GOAL OF THE EXERCISE:
Identify each line in the data below that contains the word "Target", and copy those lines.
---*---
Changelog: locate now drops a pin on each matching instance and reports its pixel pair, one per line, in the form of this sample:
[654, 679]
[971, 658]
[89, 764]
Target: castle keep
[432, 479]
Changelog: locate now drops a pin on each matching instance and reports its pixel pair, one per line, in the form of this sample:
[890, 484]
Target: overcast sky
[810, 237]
---*---
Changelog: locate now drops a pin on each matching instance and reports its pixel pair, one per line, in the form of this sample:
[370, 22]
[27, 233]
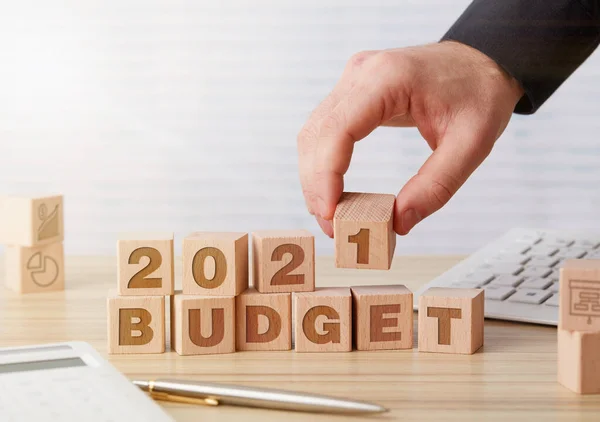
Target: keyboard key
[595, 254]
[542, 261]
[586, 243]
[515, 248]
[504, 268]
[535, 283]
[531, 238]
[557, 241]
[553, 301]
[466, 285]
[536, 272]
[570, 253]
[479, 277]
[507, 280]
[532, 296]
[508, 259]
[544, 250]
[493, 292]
---*---
SOLUTION TO THE EXERCISE:
Target: castle keep
Target: overcast sky
Target: keyboard key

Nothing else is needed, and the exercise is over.